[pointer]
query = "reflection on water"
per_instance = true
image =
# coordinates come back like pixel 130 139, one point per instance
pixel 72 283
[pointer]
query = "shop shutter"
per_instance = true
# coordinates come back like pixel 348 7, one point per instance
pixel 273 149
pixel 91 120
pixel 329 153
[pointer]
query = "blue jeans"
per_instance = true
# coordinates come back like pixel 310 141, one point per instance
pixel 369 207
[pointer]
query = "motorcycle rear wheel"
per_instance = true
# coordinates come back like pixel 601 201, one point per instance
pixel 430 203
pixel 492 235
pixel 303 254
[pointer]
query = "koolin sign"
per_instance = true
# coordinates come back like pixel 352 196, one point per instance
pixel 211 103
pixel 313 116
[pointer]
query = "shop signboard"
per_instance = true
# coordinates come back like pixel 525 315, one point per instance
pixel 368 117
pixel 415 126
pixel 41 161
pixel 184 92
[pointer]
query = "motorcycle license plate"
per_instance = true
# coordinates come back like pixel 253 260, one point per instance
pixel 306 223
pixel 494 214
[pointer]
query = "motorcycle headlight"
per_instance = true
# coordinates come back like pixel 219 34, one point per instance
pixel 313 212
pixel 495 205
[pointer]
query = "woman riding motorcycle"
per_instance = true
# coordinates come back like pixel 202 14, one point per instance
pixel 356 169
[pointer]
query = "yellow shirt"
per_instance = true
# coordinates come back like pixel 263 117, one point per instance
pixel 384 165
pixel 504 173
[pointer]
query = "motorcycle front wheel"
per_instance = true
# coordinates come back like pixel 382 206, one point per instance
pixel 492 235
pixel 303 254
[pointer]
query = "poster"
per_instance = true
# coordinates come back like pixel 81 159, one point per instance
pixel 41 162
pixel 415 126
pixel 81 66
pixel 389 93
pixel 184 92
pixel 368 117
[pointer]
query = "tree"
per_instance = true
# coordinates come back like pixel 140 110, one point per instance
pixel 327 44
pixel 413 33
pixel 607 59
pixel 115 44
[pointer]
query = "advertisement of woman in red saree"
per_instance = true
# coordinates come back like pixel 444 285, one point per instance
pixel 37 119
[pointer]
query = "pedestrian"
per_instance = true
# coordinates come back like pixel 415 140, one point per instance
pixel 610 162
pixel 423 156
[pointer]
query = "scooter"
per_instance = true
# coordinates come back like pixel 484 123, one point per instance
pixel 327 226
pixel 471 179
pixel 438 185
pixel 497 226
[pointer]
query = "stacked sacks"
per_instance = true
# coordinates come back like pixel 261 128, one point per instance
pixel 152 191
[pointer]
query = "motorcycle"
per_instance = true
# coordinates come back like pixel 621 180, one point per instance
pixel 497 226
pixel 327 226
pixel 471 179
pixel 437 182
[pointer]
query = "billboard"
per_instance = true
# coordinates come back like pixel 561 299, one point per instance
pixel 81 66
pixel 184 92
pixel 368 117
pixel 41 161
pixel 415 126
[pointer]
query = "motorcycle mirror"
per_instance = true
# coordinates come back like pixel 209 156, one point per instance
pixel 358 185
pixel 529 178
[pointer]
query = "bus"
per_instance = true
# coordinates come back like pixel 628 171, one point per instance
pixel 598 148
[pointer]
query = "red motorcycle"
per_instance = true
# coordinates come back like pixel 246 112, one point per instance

Work item >>
What lines in the listing include the string "motorcycle"? Copy them out.

Your solution >>
query = "motorcycle rear wheel"
query = "motorcycle license plate"
query = "motorcycle headlight"
query = "woman riding motorcycle"
query = "motorcycle front wheel"
query = "motorcycle"
query = "motorcycle mirror"
query = "red motorcycle"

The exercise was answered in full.